■ Text shown ■
But beware lest this lead you to reflexively approve of any idea that invokes diversity. Because this strength is not a natural law.

Responsible industrial production of commodities and networks in particular is one of these contexts. It does not create better railways for everyone to use their own gauges. That Japan uses two different frequencies in it's electric grid within the same nation is a fact that makes me despair of the sanity of humanity and politics.

For a given situation of physical geography and available technology, any nation is going to have one or a small set of optimal technologies for producing electricity. Straying from that set just means you incur extra costs, both economic and ecological, for no good reason. Standardizing on one choice is better.

by Thomas on Sat Apr 4th, 2015 at 03:21:47 PM EST
[ Parent ]
For a given situation of physical geography and available technology, any nation is going to have one or a small set of optimal technologies for producing electricity.

Claiming it doesn't actually prove it to be so.

Start with onshore wind in the US. We have abundant, high CF onshore wind resources in the Northern and Southern Great Plains.

All we really need to do back in the US is to fix the institutional limitations in which transmission is built according to state-level needs, and establish a system in which transmission can be established according to regional and national needs.

We can get to 20% electricity from wind alone by adding adequate transmission. However, the thing about the harvest of variable renewable energy is that its available when its available. So the average abundance of wind relative to load changes the net load of the US, and in particular makes solar PV more valuable, since a larger share of low wind generation hours tends to occur during daylight hours.

So add solar to wind, and we get an increase in the fit between the generation and the load, and a smaller swing between maximum yield and average yield, both of which allow for more penetration.

There is also an increase in value of wind that is not closely correlated with Great Plains winds, and since weather systems tend to move west to east, that means that an increase in Great Plains winds increases the value of wind resources laying to their east and west.

With onshore wind+solar, there is also an increase in the value of offshore wind.

This elaboration of an energy harvest ecology is a natural consequence of the economics of living off of renewable energy harvests, rather than plundering stockpiles of sequestered carbon that seemed to be available "for free", but turns out to be available for a quite high price indeed ... the cost of the collapse of an industrial civilization addicted to its exploitation if cannot learn how to kick the habit.

■ Data shown ■
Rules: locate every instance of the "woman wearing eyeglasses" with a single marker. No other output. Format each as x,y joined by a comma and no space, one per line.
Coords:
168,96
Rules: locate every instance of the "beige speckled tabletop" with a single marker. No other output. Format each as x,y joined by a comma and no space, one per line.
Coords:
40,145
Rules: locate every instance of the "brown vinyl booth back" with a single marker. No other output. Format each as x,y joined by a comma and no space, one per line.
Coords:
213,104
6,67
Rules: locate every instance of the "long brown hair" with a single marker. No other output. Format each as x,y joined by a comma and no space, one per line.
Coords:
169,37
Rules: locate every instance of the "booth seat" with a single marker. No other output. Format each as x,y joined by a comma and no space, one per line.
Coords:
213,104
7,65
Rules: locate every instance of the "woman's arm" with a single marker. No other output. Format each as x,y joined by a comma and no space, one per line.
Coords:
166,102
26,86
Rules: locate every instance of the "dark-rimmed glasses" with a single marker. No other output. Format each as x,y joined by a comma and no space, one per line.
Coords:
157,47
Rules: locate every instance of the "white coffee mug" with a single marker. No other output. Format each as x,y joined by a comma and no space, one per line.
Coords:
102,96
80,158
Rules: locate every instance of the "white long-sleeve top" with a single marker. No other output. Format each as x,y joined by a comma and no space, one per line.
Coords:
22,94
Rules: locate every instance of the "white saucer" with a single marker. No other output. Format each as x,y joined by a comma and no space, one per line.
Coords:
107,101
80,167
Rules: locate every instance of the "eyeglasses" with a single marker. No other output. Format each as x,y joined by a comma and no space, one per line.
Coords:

■ Prompt 1 ■
Answer these questions from the electricity discussion:
(a) How many electric grid frequencies does Japan use?
(b) In which US regions are abundant, high-CF onshore wind resources found?
(c) What share of electricity could wind alone supply with adequate transmission?
■ Prompt 2 ■
Copy the electricity discussion again, starting with "We can get to" and going on through "east and west.", and swap "transmission" for "grid capacity".
The material is not needed for this work.

■ Exercise response 1 ■
(a) Two different frequencies.
(b) The Northern and Southern Great Plains.
(c) 20%.

■ Exercise response 2 ■
We can get to 20% electricity from wind alone by adding adequate grid capacity. However, the thing about the harvest of variable renewable energy is that its available when its available. So the average abundance of wind relative to load changes the net load of the US, and in particular makes solar PV more valuable, since a larger share of low wind generation hours tends to occur during daylight hours.

So add solar to wind, and we get an increase in the fit between the generation and the load, and a smaller swing between maximum yield and average yield, both of which allow for more penetration.

There is also an increase in value of wind that is not closely correlated with Great Plains winds, and since weather systems tend to move west to east, that means that an increase in Great Plains winds increases the value of wind resources laying to their east and west.